Text |

• • • • •

As an open source project, we’re always looking for feedback, comments and community contributions - so don’t be shy, join in and let’s create the Safe Network together!

64 Likes

First finally??

Edit:now to read…

23 Likes

Thanks so much to everyone for all of your hard work and dedication! :racehorse: Remember not to work too hard. :racehorse:

17 Likes

Keep up the great work! :+1:

16 Likes

Things are really rounding out! Love to see this.

I have a feeling the next Testnet is gonna be a lot more reliable than previous.

Keep up the great work everyone @maidsafe. You all are our inspiration.

21 Likes

Fifth :(. H

10 Likes

Thank you all for your hard work. I’m going to have to reread the section on Merkle Registers a few times to get my head round it though…

It really looks like its all coming together now. Can’t wait for the next testnet…

15 Likes

Iv now read about Merkle Registers and fear I will need to buy Southside that pint so he can explain it to me once he has had time to digest it!!

Great work team keep up the good work and ill try to catch up!!

15 Likes

Not first, but still proud!!

Good work @maidsafe :tada:

15 Likes

I must admit, the technical details of these Merkle data structures lose me in the details, but I can see that it is a huge step forward in flexibility and function.

I was always a bit worried that the air-tight data security structure of xor node consensus might make some functionality limited. It would still be invaluable, but would handicap universal functionality. Leave it to the MaidSafe to keep at it and not settle for anything short of amazing.

In the end it will be like “Duh! It’s all so obvious!” Cheers to @dirvine for being able to look past the context that has been and bring into existence the context that must be for freedom to advance. Sometimes it just take a Scotsman!

18 Likes

Oh the Merkle part is all a Canadians doing (David Rusu) :slight_smile: It’s a very cool approach though for us and CRDT data. Linked to the DBC work, Ae and data chains we have something pretty cool

21 Likes

Thanks for the elaboration of Registers, it’s something I’ve been curious to hear about and of course I have questions!

  • is the purpose of the tree to provide a version history for a Register, or something else, such as concensus or in other words the CRDT capability?

  • is this orthogonal to the CRDT Tree developed earlier, or will it also be the basis for a new way of doing a CRDT Tree, or even doing the NFS directly (without a CRDT Tree)?

• • • • •

Recorded data |
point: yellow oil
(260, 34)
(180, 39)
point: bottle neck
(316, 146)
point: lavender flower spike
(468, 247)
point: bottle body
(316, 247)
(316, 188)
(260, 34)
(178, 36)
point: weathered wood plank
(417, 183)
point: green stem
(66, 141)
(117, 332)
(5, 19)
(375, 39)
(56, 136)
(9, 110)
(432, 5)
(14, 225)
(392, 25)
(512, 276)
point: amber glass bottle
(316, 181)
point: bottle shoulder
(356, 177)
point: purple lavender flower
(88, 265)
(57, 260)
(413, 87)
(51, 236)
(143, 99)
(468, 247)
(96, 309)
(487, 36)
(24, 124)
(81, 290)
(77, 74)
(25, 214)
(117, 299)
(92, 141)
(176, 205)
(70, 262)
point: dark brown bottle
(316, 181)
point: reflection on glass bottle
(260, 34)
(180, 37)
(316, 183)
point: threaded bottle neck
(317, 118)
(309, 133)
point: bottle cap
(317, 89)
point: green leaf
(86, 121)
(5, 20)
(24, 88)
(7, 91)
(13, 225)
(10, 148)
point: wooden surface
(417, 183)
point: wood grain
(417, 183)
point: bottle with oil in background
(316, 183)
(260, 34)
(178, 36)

• • • • •

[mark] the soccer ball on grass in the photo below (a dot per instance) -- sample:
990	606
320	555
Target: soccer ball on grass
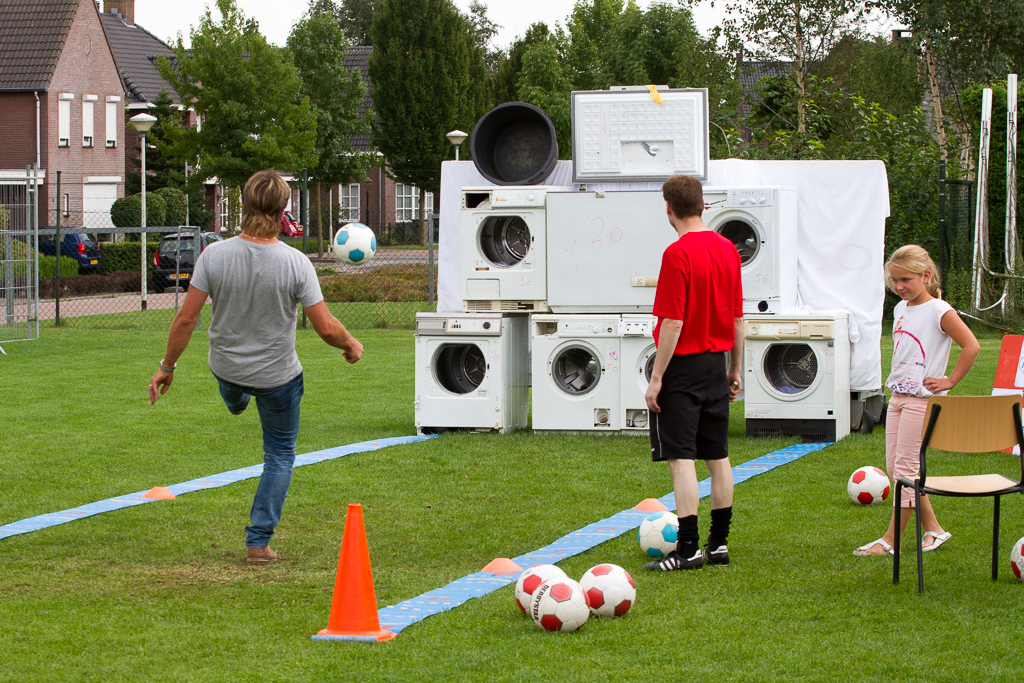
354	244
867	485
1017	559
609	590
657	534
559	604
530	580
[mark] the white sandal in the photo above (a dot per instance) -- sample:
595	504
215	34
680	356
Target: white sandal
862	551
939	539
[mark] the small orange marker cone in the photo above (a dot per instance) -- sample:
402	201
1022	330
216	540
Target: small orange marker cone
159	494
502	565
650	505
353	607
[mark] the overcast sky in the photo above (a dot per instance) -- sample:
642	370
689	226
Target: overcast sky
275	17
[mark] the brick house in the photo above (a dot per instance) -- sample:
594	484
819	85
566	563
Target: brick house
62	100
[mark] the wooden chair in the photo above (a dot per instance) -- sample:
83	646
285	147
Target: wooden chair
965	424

• • • • •

In the forum thread, who does one reply credit with doing the Merkle part?

Completed task | David Rusu, a Canadian.